=== INFORMATION SUPPLIED ===
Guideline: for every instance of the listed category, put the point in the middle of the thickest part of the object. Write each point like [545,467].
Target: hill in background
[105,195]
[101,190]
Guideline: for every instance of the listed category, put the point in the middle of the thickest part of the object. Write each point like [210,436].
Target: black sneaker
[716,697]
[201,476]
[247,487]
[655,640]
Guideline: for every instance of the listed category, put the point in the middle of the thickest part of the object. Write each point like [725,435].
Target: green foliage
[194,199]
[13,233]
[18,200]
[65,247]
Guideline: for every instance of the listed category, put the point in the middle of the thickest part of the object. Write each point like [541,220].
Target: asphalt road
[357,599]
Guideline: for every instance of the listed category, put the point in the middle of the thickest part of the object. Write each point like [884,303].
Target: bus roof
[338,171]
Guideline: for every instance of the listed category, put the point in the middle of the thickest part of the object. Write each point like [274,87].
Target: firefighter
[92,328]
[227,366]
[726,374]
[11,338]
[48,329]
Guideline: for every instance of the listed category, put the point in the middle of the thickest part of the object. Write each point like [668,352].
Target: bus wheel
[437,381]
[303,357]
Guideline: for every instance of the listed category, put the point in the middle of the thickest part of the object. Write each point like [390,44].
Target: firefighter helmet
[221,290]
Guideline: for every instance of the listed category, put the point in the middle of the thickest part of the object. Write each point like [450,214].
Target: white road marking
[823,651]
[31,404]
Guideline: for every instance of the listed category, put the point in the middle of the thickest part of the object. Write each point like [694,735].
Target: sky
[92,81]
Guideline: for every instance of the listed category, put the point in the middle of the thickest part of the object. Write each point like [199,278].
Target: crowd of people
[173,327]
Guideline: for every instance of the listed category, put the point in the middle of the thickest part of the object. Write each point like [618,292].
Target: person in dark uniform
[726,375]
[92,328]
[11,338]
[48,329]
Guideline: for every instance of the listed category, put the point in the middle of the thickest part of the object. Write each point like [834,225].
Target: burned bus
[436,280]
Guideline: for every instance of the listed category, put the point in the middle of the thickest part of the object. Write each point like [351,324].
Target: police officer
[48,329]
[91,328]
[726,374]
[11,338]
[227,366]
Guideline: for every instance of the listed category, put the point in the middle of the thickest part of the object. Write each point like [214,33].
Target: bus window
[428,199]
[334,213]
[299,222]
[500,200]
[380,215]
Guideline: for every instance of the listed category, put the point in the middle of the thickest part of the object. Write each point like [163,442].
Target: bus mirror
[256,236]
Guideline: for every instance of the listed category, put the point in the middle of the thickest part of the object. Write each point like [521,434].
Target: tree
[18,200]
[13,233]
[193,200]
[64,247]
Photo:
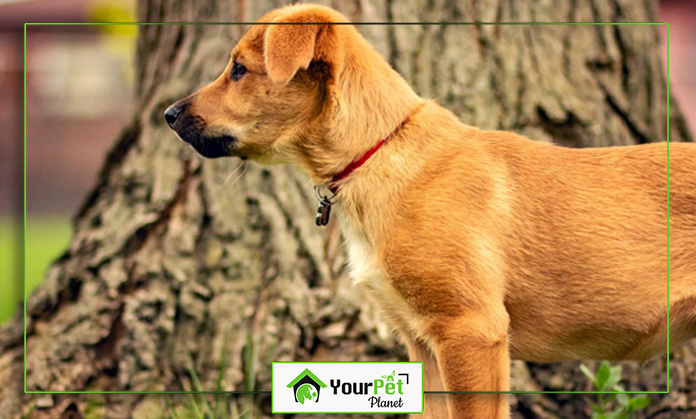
===
**PROBLEM STATEMENT**
Go through the listing above and quote it exactly, apart from its images.

**RESPONSE AREA**
Guideline: for every instance of the listed category, put the point in the middle of the thickest part of the object. Write each point like [545,467].
Target: hill in background
[105,195]
[101,190]
Guideline: for every instance of the listed category, put the point in the middle of the thickest part of the object. Write each point like [210,436].
Target: black sneaker
[716,697]
[201,476]
[247,487]
[655,640]
Guideline: for every instance of the listed category, put the point in the middle of the thickest part of the object. Write each point like [725,435].
Target: green foliage
[194,199]
[13,233]
[18,200]
[65,247]
Guideline: for every instance of the listed category, put the point in the middle of the thickest part of the object. Write each point like [541,220].
Target: asphalt road
[357,599]
Guideline: for every instance of the listed category, put the point in the middle of the thickest part of the object. Write each point like [884,303].
Target: bus roof
[338,171]
Guideline: for every instance of the listed category, put the point in the middle of the thickest part of the object. Write each point like [274,87].
Target: firefighter
[92,328]
[227,366]
[726,374]
[11,338]
[48,329]
Guideline: for every instance of the listed category, put the point in the middle of the thickest part of the object. Write each point like [668,352].
Target: bus wheel
[437,381]
[303,357]
Guideline: for every instance of the listed category, put the point in the middle of the thickest part of the object. Write each point like [390,44].
Target: firefighter helmet
[221,290]
Guideline: for every instance of the listed category, put the point in the middle of the thickest part of the object. Write each point like [450,214].
Target: white road marking
[823,651]
[31,404]
Guideline: for every instance of the listed category, put the point in the middle of the thickest part of the object. Write each point like [694,735].
Target: sky
[92,81]
Guideline: for every instance of the listed category, put the point in the middle of the thickest part of the object. Write each point like [199,278].
Target: crowd of people
[173,327]
Guideline: for every instance of the listed category, put the point in the middle of the thickest part of the object. Write each point like [618,292].
Target: person in dark uniform
[726,375]
[92,328]
[11,338]
[48,329]
Guideline: for every instance of the listed category, put the point in the middle of the thickest part of the object. Write each point like [834,225].
Target: burned bus
[436,280]
Guideline: for every instance of the listed category, put the point in the middle of the thickest part of the object. Write each point like [351,324].
Target: police officer
[48,329]
[91,328]
[726,374]
[11,338]
[227,366]
Guideline: for every instance of the listed category, put the point in the middle of the thickest part of the object. Write each point like [214,33].
Target: bus window
[428,199]
[334,213]
[299,222]
[500,200]
[380,215]
Guideline: for every instance of the listed category, put the point in the middle of the thickest part of the object. Write each point like [163,442].
Target: bus mirror
[256,236]
Guideline: for every instance of the listed category, put the point in the middle of the thickest part of the object. Write each point like [521,434].
Target: tree
[18,200]
[13,233]
[193,200]
[64,247]
Photo:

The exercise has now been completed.